* PROBLEM DESCRIPTION
Pick up the email about starting an errata page on the linux-sunxi wiki and keep writing from its last line.

* SOURCE EXTRACT
2014-09-30 Thread Luc Verhaegen
On Tue, Sep 30, 2014 at 06:21:18PM +0200, Hans de Goede wrote:
 Hi All,

 I think we should start an errata page on the linux-sunxi wiki somewhere,
 specifically targeting errata for the official user manual documents.

 I know we already have various pages to document specific blocks, the
 idea here would be to have a general errata page. The purpose is to have
 a single place to gather doc fixes for blocks which are adequately
 documented in the user-manual, except for one or two missing bits.

 IMHO it is not worth the trouble / useful to create an entire new page
 for cases where we're talking about just 1-2 bits. But it would be
 useful to gather these little fixes somewhere, hence the suggestion
 to have a generic errata page. For blocks for which we already have
 extensive documentation in the wiki, this generic page can contain
 links to the documentation for these blocks.

 So good or bad idea ?

* ENTRIES SHOWN

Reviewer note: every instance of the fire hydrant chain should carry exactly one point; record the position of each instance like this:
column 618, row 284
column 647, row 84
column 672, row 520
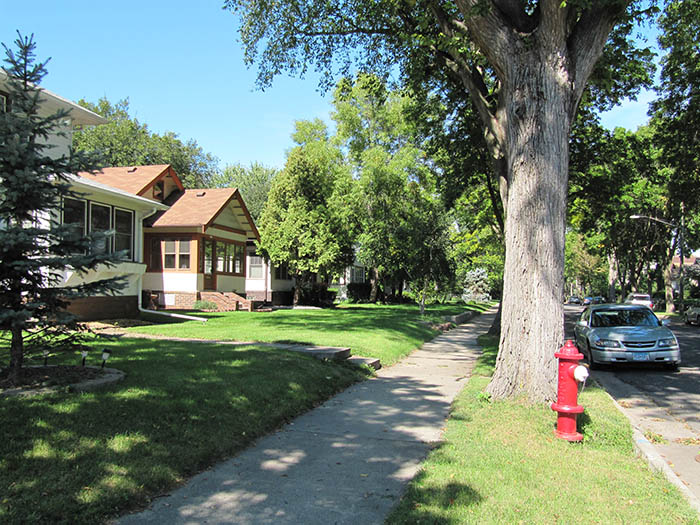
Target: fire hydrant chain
column 570, row 374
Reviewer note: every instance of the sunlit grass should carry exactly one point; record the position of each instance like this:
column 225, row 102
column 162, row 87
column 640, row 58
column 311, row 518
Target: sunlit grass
column 500, row 463
column 387, row 332
column 85, row 458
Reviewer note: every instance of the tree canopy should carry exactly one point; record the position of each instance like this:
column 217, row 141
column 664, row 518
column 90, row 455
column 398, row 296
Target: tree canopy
column 524, row 67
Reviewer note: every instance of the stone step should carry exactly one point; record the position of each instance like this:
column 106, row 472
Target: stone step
column 323, row 352
column 372, row 362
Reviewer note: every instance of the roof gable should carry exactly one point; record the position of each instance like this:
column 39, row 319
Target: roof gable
column 133, row 179
column 200, row 208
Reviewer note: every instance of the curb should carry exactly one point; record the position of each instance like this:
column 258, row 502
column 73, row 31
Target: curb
column 647, row 451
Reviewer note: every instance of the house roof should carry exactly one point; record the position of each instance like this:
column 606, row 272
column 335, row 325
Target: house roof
column 51, row 103
column 200, row 208
column 132, row 179
column 80, row 183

* SOLVED PROBLEM
 And if you believe this is a good idea, any suggestions for a name /
 hierarchy for these pages ?

 ###

 The specific case triggering this idea is the lack of documentation
 for bits 10-12 of the GMAC clk register (0x01c20164). I've been in
 contact with allwinner about these 3 bits, and they configure
 the GMAC Transmit Clock Delay Chain (GTXDC), they are the transmit
 equivalent of bits 5-7.

 Regards,

 Hans

Sounds like a plan.

Let's start out with something like this:

Start with a page called documentation or something.

Then start listing the datasheets, one section per chipset (single =) 
on that page. 

Have the device pages link to those sections.

Then have a per chipset errata page reachable from each chipset specific 
section.

We will see where to go from there.

Luc Verhaegen.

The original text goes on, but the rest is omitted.